▸ **Stated goal**:
Reproduce verbatim the lines that run from the one containing "locate lanyard cord -- one point per instance" through the one containing "locate dark trousers", both included, and nothing else.
⟨
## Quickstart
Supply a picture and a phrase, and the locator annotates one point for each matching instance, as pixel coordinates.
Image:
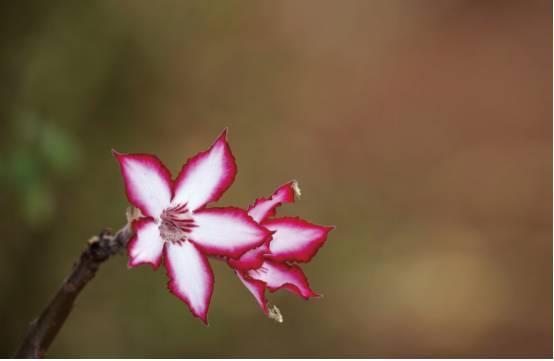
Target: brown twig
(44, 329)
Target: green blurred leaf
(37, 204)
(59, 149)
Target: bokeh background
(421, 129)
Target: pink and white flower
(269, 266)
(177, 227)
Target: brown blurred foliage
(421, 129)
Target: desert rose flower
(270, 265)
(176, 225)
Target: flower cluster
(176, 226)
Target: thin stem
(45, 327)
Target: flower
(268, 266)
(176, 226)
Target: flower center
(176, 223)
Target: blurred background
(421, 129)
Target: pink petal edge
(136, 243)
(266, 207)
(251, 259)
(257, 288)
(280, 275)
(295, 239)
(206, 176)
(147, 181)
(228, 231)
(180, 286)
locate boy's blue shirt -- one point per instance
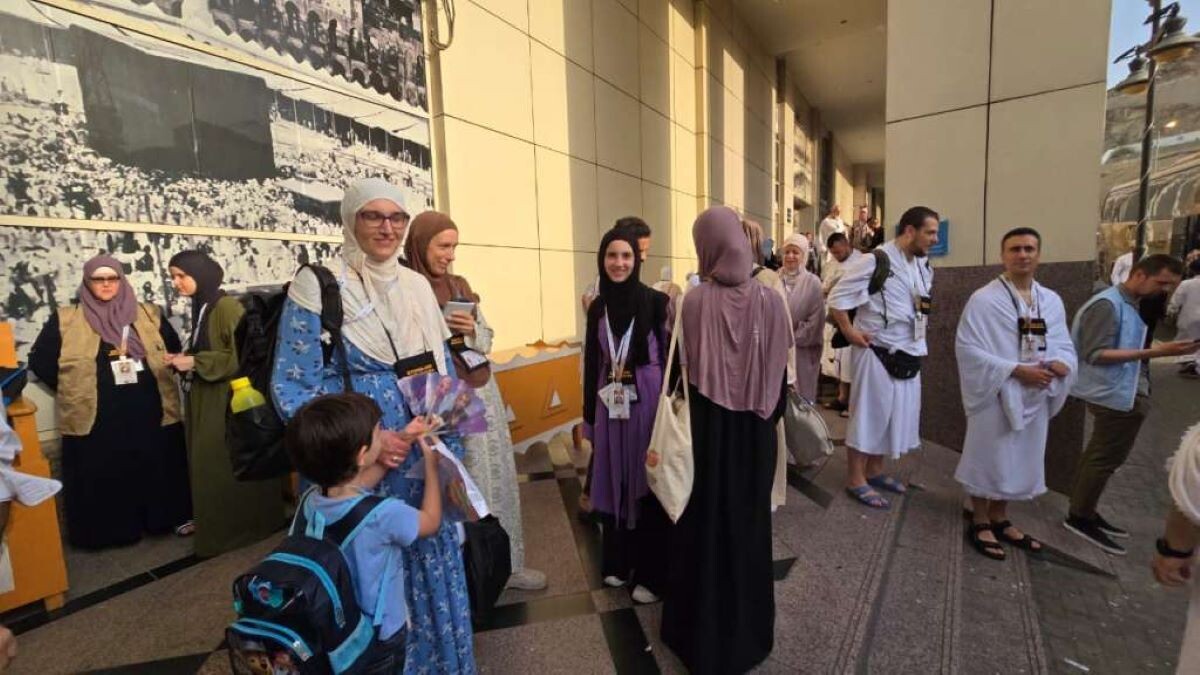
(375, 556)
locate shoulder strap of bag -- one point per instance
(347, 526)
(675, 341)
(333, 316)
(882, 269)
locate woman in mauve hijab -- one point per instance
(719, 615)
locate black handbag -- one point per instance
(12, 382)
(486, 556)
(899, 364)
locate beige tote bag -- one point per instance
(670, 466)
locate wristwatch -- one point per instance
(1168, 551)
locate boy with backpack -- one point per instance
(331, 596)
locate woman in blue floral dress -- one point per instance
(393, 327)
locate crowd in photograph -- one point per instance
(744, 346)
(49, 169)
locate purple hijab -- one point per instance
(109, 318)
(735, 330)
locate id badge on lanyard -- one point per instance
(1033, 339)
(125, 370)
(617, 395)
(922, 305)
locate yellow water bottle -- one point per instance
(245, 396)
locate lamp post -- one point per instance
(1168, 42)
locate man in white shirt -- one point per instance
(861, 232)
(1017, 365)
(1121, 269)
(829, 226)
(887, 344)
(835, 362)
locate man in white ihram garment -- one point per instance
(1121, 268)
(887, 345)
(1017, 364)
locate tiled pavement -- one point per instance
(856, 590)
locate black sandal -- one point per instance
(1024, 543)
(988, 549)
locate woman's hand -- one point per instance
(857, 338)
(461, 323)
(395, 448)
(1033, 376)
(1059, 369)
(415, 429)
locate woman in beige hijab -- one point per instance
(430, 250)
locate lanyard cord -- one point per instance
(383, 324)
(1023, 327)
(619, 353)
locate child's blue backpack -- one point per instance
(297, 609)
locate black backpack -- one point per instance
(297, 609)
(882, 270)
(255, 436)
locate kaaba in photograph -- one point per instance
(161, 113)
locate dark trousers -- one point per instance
⟩
⟨
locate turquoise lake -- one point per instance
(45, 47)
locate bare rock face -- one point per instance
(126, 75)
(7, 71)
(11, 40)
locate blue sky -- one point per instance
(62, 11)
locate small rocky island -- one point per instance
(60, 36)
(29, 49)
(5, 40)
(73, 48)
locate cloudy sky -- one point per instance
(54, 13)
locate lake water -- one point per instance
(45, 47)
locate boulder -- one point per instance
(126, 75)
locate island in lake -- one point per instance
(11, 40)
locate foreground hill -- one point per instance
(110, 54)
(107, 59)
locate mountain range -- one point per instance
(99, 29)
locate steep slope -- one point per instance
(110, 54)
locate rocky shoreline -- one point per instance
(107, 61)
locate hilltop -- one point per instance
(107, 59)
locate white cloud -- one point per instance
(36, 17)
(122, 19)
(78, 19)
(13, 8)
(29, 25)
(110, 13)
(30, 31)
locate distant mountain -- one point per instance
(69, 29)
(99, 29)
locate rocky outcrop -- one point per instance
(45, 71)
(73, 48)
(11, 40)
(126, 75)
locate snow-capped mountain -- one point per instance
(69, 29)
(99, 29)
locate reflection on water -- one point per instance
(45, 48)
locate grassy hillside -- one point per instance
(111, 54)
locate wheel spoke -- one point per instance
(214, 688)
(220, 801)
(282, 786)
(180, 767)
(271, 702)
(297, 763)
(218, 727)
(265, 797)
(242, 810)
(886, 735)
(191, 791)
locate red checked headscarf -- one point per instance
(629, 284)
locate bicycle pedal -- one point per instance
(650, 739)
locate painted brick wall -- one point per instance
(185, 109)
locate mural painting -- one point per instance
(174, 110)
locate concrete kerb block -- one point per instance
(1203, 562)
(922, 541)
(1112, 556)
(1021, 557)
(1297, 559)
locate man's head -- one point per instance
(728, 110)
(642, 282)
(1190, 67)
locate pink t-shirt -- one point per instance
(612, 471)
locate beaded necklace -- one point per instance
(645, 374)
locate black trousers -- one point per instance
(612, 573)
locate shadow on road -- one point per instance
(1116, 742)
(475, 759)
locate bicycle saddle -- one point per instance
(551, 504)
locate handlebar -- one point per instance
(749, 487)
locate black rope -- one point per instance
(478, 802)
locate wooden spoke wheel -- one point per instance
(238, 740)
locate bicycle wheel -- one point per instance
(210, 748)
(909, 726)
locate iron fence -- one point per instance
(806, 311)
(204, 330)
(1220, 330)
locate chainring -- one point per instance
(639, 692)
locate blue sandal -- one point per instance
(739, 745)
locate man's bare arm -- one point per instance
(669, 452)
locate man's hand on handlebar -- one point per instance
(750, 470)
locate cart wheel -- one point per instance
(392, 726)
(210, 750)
⟩
▸ **Reply**:
locate lanyard cord -- one point per instance
(383, 324)
(1023, 327)
(619, 353)
locate child's blue backpack -- one point per instance
(297, 609)
locate black backpack -- one point per instance
(297, 609)
(882, 270)
(255, 436)
locate kaaba in photograph -- one point per instance
(161, 113)
locate dark trousers -- one point per instance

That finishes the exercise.